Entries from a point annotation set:
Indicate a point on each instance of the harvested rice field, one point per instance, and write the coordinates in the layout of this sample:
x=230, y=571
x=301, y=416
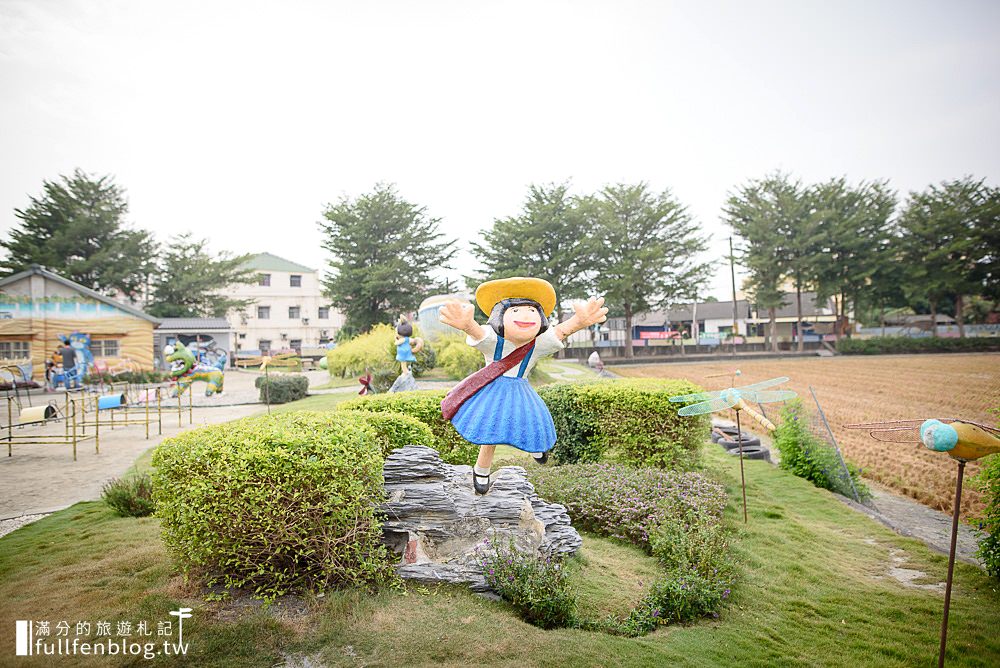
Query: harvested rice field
x=865, y=388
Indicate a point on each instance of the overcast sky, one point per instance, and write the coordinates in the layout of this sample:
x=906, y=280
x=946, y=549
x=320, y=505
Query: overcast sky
x=240, y=121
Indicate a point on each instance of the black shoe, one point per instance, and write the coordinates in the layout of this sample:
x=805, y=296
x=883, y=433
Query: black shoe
x=479, y=487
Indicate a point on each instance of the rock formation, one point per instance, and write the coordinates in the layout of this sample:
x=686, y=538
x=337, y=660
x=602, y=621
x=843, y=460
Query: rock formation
x=435, y=521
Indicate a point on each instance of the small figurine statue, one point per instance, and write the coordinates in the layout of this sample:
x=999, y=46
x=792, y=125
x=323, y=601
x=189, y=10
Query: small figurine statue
x=496, y=405
x=406, y=346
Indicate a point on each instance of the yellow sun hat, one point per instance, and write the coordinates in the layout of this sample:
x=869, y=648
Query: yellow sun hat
x=518, y=287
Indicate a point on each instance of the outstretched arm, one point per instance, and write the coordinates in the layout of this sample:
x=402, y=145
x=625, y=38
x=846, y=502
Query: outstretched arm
x=461, y=316
x=585, y=315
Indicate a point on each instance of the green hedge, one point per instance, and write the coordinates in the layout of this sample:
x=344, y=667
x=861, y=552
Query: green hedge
x=888, y=345
x=988, y=481
x=630, y=421
x=813, y=458
x=281, y=389
x=375, y=351
x=276, y=503
x=425, y=406
x=396, y=429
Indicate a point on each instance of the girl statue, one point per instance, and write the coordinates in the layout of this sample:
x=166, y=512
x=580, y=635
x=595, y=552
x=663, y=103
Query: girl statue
x=496, y=405
x=406, y=346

| TO BE DONE |
Rewrite the lines above as a numbered list, starting at the line containing "Indicate a point on each instance of the overcast" and ending at the line containing "x=435, y=521", and omit any blank lines.

| EXERCISE RESPONSE |
1. Indicate a point on each instance of the overcast sky, one point per instance, and write the coordinates in the layout of this sample:
2. x=906, y=280
3. x=946, y=549
4. x=320, y=505
5. Query: overcast sky
6. x=240, y=121
7. Indicate a point on each instance of the black shoe, one point per instance, and write the coordinates in the layout of this sample:
8. x=805, y=296
9. x=883, y=433
10. Query: black shoe
11. x=479, y=487
12. Indicate a point on each instance of the rock formation, one point per instance, and write the coordinates in the layout of this sample:
13. x=686, y=538
14. x=337, y=660
15. x=602, y=621
16. x=843, y=460
17. Query: rock formation
18. x=435, y=521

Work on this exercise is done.